◆ SOURCE MATERIAL
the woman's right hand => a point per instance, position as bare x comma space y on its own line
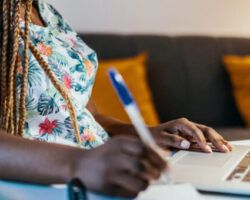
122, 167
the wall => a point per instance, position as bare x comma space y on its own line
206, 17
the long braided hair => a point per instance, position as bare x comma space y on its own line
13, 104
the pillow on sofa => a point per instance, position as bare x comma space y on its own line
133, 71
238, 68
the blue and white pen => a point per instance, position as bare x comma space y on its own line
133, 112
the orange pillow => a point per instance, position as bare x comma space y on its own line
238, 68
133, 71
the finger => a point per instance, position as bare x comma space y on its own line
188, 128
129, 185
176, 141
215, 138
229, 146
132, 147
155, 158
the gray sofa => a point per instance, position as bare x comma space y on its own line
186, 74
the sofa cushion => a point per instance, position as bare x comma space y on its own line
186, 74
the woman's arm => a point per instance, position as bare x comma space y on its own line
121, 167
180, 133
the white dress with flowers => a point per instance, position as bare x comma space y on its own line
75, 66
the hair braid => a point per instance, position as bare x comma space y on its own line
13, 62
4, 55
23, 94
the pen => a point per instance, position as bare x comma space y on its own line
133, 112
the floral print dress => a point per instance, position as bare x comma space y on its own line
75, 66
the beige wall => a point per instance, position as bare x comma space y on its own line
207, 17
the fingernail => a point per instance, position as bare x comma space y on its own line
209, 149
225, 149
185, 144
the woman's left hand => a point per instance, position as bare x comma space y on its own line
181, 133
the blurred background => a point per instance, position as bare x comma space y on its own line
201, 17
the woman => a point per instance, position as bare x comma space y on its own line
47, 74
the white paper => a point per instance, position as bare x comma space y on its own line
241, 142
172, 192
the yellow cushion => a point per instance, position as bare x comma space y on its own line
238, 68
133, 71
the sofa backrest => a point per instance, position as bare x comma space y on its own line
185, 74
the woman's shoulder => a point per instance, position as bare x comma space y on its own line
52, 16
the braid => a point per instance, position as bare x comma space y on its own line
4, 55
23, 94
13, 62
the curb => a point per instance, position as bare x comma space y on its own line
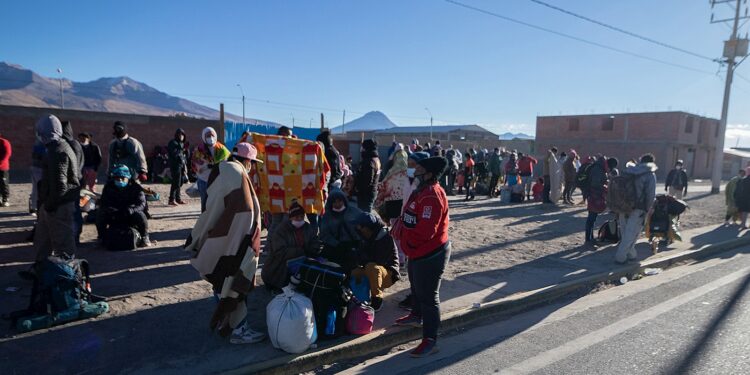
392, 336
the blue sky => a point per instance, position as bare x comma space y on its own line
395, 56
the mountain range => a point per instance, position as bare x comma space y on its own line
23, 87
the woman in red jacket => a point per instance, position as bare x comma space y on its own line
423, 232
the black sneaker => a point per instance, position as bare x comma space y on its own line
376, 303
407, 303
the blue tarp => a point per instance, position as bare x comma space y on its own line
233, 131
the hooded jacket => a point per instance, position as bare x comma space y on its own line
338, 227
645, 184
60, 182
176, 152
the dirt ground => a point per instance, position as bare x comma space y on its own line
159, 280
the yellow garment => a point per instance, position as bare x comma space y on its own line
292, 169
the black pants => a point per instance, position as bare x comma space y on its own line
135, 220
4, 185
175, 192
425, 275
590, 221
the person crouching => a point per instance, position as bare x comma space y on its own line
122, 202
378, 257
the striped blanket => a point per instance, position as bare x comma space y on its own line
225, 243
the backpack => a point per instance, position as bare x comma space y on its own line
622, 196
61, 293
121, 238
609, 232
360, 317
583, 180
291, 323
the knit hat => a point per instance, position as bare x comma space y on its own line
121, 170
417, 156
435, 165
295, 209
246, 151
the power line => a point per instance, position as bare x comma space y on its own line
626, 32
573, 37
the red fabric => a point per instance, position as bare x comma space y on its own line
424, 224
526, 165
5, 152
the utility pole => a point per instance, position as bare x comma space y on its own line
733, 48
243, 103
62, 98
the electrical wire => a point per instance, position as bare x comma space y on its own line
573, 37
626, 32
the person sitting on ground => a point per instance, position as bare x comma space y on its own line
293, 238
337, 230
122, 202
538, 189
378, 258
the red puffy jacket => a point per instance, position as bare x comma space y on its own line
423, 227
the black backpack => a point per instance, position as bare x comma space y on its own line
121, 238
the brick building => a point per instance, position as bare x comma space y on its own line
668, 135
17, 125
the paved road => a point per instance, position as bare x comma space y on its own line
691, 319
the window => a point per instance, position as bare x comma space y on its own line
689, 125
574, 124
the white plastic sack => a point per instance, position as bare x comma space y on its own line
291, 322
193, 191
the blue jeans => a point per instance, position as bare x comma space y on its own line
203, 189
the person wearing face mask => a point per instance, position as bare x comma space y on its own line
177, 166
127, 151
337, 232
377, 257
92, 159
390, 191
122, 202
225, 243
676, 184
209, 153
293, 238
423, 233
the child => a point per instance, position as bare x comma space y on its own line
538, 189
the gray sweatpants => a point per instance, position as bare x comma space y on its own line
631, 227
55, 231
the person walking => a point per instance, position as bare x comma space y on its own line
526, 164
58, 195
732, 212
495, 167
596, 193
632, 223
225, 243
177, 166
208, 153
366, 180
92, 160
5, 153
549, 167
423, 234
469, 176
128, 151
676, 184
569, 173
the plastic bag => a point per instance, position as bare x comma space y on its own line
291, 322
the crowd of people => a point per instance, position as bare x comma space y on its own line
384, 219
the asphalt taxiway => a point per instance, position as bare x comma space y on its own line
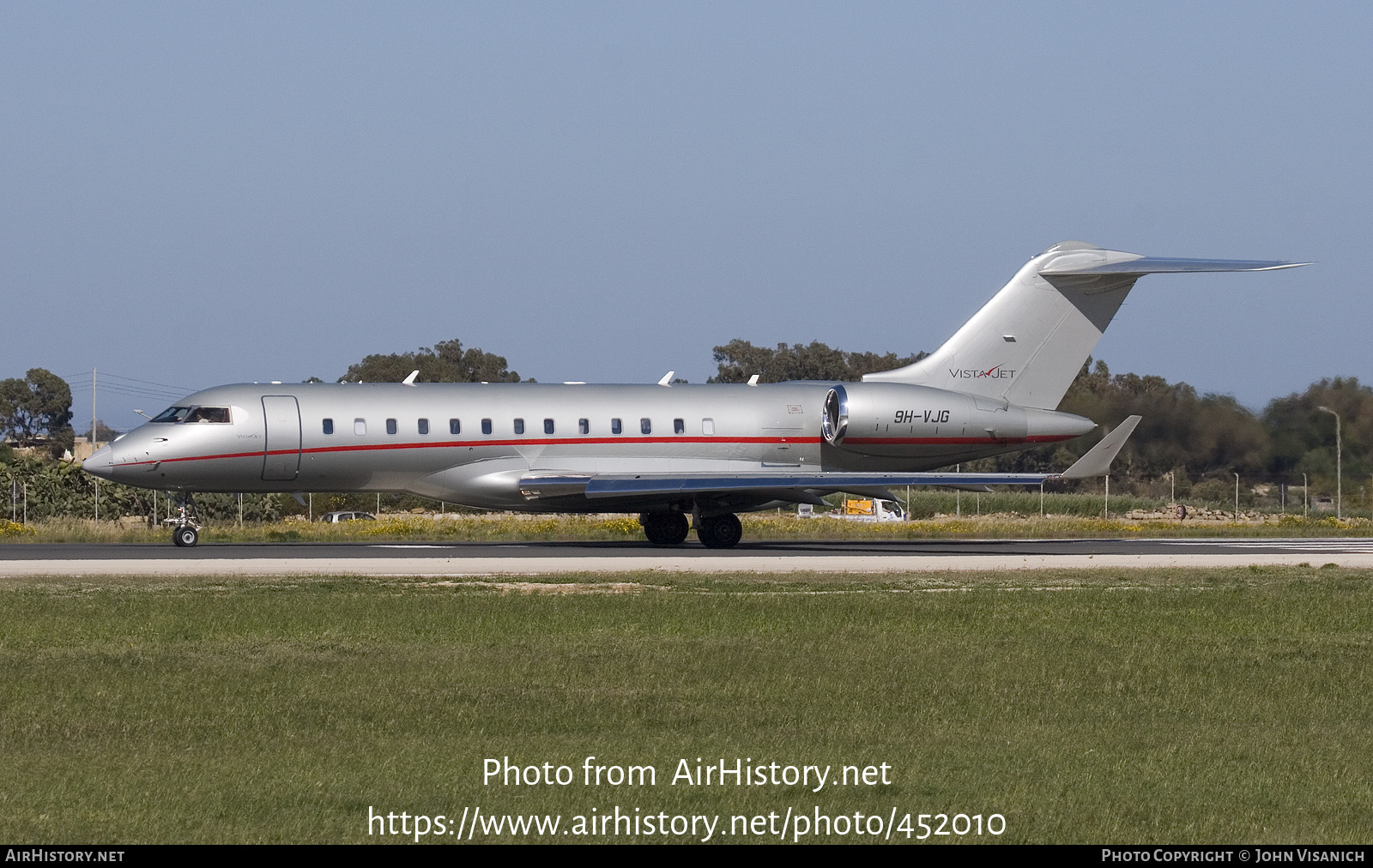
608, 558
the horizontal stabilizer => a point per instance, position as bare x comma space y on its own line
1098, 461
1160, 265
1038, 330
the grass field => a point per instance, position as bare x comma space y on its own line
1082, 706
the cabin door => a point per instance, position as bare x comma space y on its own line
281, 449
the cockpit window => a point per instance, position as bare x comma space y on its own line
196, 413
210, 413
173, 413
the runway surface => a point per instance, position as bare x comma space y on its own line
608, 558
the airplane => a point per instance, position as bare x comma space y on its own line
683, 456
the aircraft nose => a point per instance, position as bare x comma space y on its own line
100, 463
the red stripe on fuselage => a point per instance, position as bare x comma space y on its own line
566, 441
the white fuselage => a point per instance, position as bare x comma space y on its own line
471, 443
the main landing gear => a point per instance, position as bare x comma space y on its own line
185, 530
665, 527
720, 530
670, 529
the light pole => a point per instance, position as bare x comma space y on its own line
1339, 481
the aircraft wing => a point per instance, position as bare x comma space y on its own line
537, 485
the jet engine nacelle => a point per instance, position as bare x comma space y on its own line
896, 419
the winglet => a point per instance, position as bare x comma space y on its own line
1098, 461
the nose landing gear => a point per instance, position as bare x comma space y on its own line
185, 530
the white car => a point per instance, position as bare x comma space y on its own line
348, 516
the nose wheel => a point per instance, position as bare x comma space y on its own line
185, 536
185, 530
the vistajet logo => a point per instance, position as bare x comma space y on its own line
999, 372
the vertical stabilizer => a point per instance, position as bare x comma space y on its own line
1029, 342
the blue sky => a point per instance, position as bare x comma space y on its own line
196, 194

◆ GOAL OF THE EXERCISE
Please write out again every line from the one containing "the vistajet logo" through the end of the items, adding -46 to each x and y coordinate in the answers and leaving all other text unchanged.

◆ ANSWER TO THIS PROBLEM
the vistajet logo => a point per instance, position as bare x comma space y on its own line
953, 326
the vertical stabilizer => a point per instance, position as bare x comma space y on its own line
983, 296
the blue sky => a point per instance, position as bare x comma space y on its own line
150, 148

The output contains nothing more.